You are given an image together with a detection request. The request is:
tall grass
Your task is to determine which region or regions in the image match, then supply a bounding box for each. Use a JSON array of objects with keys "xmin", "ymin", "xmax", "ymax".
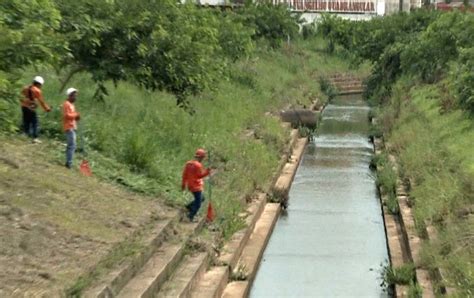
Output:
[{"xmin": 381, "ymin": 78, "xmax": 473, "ymax": 295}]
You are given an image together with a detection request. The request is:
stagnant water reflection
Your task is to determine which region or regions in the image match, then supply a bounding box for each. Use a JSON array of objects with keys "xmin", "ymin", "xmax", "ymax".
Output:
[{"xmin": 250, "ymin": 95, "xmax": 389, "ymax": 297}]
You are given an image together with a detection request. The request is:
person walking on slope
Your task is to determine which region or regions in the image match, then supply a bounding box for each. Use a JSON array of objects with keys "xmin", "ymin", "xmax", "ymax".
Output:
[
  {"xmin": 20, "ymin": 76, "xmax": 51, "ymax": 143},
  {"xmin": 62, "ymin": 88, "xmax": 80, "ymax": 169},
  {"xmin": 182, "ymin": 149, "xmax": 213, "ymax": 222}
]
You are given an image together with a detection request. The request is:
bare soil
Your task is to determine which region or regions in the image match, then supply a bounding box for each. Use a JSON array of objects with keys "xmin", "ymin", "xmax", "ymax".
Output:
[{"xmin": 0, "ymin": 136, "xmax": 171, "ymax": 296}]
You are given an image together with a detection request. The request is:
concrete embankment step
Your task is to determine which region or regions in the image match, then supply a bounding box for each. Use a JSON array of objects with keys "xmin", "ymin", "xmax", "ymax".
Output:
[
  {"xmin": 220, "ymin": 203, "xmax": 281, "ymax": 297},
  {"xmin": 83, "ymin": 216, "xmax": 178, "ymax": 298},
  {"xmin": 116, "ymin": 242, "xmax": 186, "ymax": 298},
  {"xmin": 327, "ymin": 75, "xmax": 365, "ymax": 95},
  {"xmin": 221, "ymin": 282, "xmax": 248, "ymax": 298},
  {"xmin": 156, "ymin": 252, "xmax": 209, "ymax": 297},
  {"xmin": 191, "ymin": 266, "xmax": 229, "ymax": 298},
  {"xmin": 114, "ymin": 220, "xmax": 204, "ymax": 298},
  {"xmin": 218, "ymin": 193, "xmax": 267, "ymax": 272}
]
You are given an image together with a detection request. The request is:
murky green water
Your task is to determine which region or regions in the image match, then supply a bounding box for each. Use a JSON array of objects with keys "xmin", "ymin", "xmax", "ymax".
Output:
[{"xmin": 250, "ymin": 95, "xmax": 389, "ymax": 297}]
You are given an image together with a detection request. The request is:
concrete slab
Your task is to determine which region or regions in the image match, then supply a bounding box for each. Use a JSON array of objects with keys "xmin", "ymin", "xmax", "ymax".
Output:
[
  {"xmin": 116, "ymin": 242, "xmax": 185, "ymax": 298},
  {"xmin": 237, "ymin": 203, "xmax": 281, "ymax": 284},
  {"xmin": 157, "ymin": 252, "xmax": 209, "ymax": 298},
  {"xmin": 191, "ymin": 266, "xmax": 229, "ymax": 298},
  {"xmin": 222, "ymin": 281, "xmax": 249, "ymax": 298},
  {"xmin": 219, "ymin": 194, "xmax": 267, "ymax": 271},
  {"xmin": 84, "ymin": 217, "xmax": 177, "ymax": 298}
]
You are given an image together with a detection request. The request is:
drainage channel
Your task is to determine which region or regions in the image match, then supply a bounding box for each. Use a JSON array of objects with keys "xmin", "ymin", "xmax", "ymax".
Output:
[{"xmin": 250, "ymin": 95, "xmax": 389, "ymax": 297}]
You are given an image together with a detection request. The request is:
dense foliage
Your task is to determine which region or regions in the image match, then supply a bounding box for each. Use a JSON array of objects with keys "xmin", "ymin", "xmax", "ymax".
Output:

——

* _Task description_:
With pictures excluded, the material is to be written out exactly as given.

* _Response to the exercise_:
You are given an image together with a detection request. The request is:
tall grass
Your task is to determine which region or regions in the image match, then supply a bounding box for each. Use a JSON array of objects with keys "xmin", "ymin", "xmax", "ymax".
Output:
[{"xmin": 381, "ymin": 78, "xmax": 473, "ymax": 295}]
You are given an image together with a detection request. The request is:
stagnant water reflection
Your task is to determine which region or regions in the image match, then supply a bounding box for each. Use a JSON array of objects with keys "xmin", "ymin", "xmax", "ymax".
Output:
[{"xmin": 250, "ymin": 95, "xmax": 389, "ymax": 297}]
You are given an image together with a detection request. The request is:
person walking on slope
Your task is to determine which region or regions in the image match, then supply a bounding box for each. Use a JSON array of objects with keys "xmin", "ymin", "xmax", "ymax".
Output:
[
  {"xmin": 20, "ymin": 76, "xmax": 51, "ymax": 143},
  {"xmin": 62, "ymin": 88, "xmax": 80, "ymax": 169},
  {"xmin": 182, "ymin": 149, "xmax": 213, "ymax": 222}
]
You are given an image together with a detection request. The request is:
bare soil
Your task is to determine which region or regions in the image match, then supply a bounding box for each. Use a JSON array of objects with keys "xmin", "ymin", "xmax", "ymax".
Output:
[{"xmin": 0, "ymin": 136, "xmax": 171, "ymax": 296}]
You are given an image together with a detection request. The request is:
concrete embankment step
Your task is to determine which region or regions in the image match, then supply a bounding box for each. Use a JSON array of objects with keys "xmin", "ymin", "xmax", "ymax".
Output:
[
  {"xmin": 220, "ymin": 203, "xmax": 281, "ymax": 297},
  {"xmin": 83, "ymin": 216, "xmax": 178, "ymax": 298},
  {"xmin": 116, "ymin": 242, "xmax": 186, "ymax": 298},
  {"xmin": 327, "ymin": 75, "xmax": 365, "ymax": 95},
  {"xmin": 221, "ymin": 282, "xmax": 248, "ymax": 298},
  {"xmin": 156, "ymin": 252, "xmax": 209, "ymax": 297},
  {"xmin": 191, "ymin": 266, "xmax": 229, "ymax": 298},
  {"xmin": 114, "ymin": 220, "xmax": 204, "ymax": 298},
  {"xmin": 218, "ymin": 193, "xmax": 267, "ymax": 272}
]
You are given an image together with a detection request. The request is:
murky green water
Your task is to determine which region or regions in the image match, then supply a bounding box for each. Use a JSON array of objects with keys "xmin", "ymin", "xmax", "ymax".
Output:
[{"xmin": 250, "ymin": 95, "xmax": 389, "ymax": 297}]
You are given an image together with a detection request. The request is:
concrete slab
Your task is to determine which region or regions in the image match, then supply a bounding box for each. Use a JSON array of objects with keys "xmin", "ymin", "xmax", "ymax".
Output:
[
  {"xmin": 116, "ymin": 242, "xmax": 185, "ymax": 298},
  {"xmin": 237, "ymin": 203, "xmax": 281, "ymax": 284},
  {"xmin": 157, "ymin": 252, "xmax": 209, "ymax": 298},
  {"xmin": 191, "ymin": 266, "xmax": 229, "ymax": 298},
  {"xmin": 222, "ymin": 281, "xmax": 249, "ymax": 298},
  {"xmin": 219, "ymin": 194, "xmax": 267, "ymax": 271},
  {"xmin": 84, "ymin": 217, "xmax": 177, "ymax": 298}
]
You are given an image together with a detection request. The request is:
drainage channel
Your task is to determine which region or regions in the image match, then supply a bounding box for each. Use a JSON array of objects with keys "xmin", "ymin", "xmax", "ymax".
Output:
[{"xmin": 250, "ymin": 95, "xmax": 389, "ymax": 297}]
You are given an image together with a detection request. The request is:
dense foliage
Your task is to determine which region or regions in the image match, then supply a bounding box for each. Use a JSON array of objects with keys "xmin", "ymin", "xmax", "ymax".
Output:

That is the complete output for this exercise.